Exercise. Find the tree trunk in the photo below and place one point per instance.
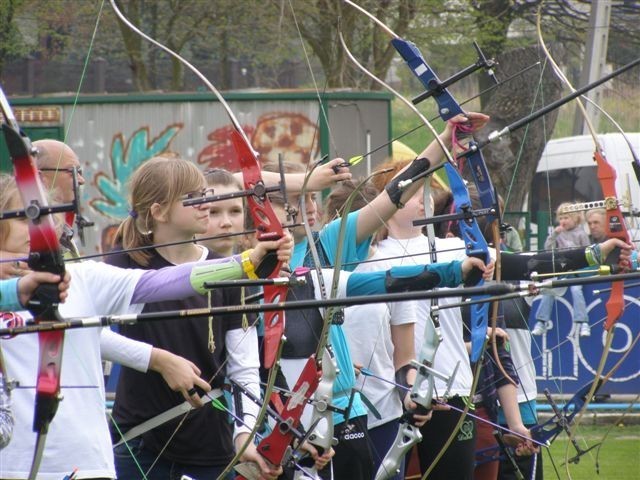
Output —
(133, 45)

----------------------------------------

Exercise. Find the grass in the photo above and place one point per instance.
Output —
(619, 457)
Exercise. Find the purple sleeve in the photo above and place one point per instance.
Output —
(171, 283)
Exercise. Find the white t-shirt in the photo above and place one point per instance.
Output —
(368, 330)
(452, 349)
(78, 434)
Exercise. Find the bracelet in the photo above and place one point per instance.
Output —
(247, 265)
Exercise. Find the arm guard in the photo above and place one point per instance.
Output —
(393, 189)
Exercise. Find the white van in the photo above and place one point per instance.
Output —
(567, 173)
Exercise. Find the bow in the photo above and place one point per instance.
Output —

----------------------------------------

Task to carry out – Show the lines of the records that include the string "above".

Response to the exercise –
Exercise. Find the grass in the photo above and place one point per instance.
Exercise. Find the purple sleeve in the photo above and place one point per instance.
Exercise. Find the white t-shirt in the photo above and place one point per instance.
Exercise. Find the bracelet in the photo above and place one point per instance.
Exercise. Find the arm guard in the photo above and place one point per instance.
Exercise. Find the white van in the photo above and place one point per instance.
Exercise. Find the bow in the photo above and place one point per instance.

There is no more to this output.